• **GIVEN TASK**: From the records below, copy out the lines starting with the one containing "For each instance of the house" and continuing through the last line of the records, reproducing each one without any change.

==== EXTRACTED INFORMATION

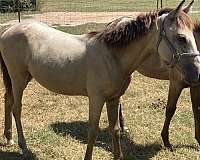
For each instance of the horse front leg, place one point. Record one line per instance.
(195, 98)
(95, 107)
(8, 116)
(114, 126)
(18, 86)
(175, 89)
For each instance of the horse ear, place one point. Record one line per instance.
(188, 7)
(177, 11)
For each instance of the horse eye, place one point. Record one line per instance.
(182, 39)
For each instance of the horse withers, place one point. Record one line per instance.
(98, 66)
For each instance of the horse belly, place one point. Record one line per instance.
(63, 81)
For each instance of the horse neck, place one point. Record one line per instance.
(197, 39)
(136, 52)
(152, 67)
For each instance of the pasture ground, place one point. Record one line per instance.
(55, 126)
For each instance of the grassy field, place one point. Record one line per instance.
(55, 126)
(106, 5)
(99, 6)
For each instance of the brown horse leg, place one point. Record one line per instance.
(114, 127)
(18, 86)
(8, 117)
(95, 107)
(195, 97)
(121, 118)
(175, 89)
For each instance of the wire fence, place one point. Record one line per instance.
(75, 12)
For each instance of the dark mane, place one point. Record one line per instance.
(119, 33)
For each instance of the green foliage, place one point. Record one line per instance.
(15, 5)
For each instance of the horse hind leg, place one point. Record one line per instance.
(18, 86)
(8, 97)
(114, 126)
(8, 116)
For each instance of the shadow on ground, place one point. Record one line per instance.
(15, 155)
(131, 150)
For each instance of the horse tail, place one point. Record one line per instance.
(6, 76)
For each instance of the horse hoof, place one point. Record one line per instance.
(26, 155)
(10, 142)
(169, 147)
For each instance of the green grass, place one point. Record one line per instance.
(106, 5)
(55, 125)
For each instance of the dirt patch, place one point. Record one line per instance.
(75, 18)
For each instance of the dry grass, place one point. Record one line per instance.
(55, 126)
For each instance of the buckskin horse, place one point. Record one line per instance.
(98, 65)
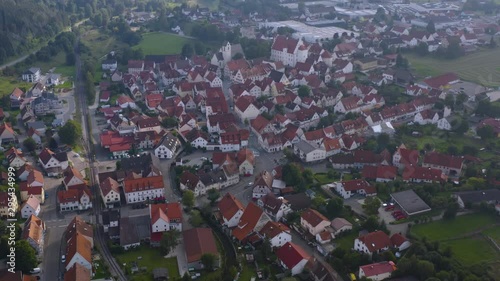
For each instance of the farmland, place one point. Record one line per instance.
(160, 43)
(478, 67)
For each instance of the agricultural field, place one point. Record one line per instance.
(478, 67)
(160, 43)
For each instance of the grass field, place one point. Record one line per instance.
(443, 229)
(472, 250)
(159, 43)
(151, 259)
(479, 67)
(8, 84)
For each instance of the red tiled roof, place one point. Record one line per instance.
(291, 254)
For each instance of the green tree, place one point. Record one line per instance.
(304, 91)
(188, 199)
(25, 256)
(208, 260)
(371, 205)
(70, 133)
(213, 195)
(30, 144)
(169, 240)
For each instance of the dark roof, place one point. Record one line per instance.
(410, 202)
(478, 196)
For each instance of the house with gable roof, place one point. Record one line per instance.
(231, 210)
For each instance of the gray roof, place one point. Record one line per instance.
(410, 202)
(305, 146)
(478, 196)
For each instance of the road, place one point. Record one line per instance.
(88, 144)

========

• **SOLVED EXERCISE**:
For each instance of the house with gable roof, place one point. Record one line per instance.
(231, 210)
For each instance of the gray roof, place one point. Record one line per instance.
(410, 202)
(305, 146)
(478, 196)
For each instance of the road, place one point. Record one line per instance.
(88, 144)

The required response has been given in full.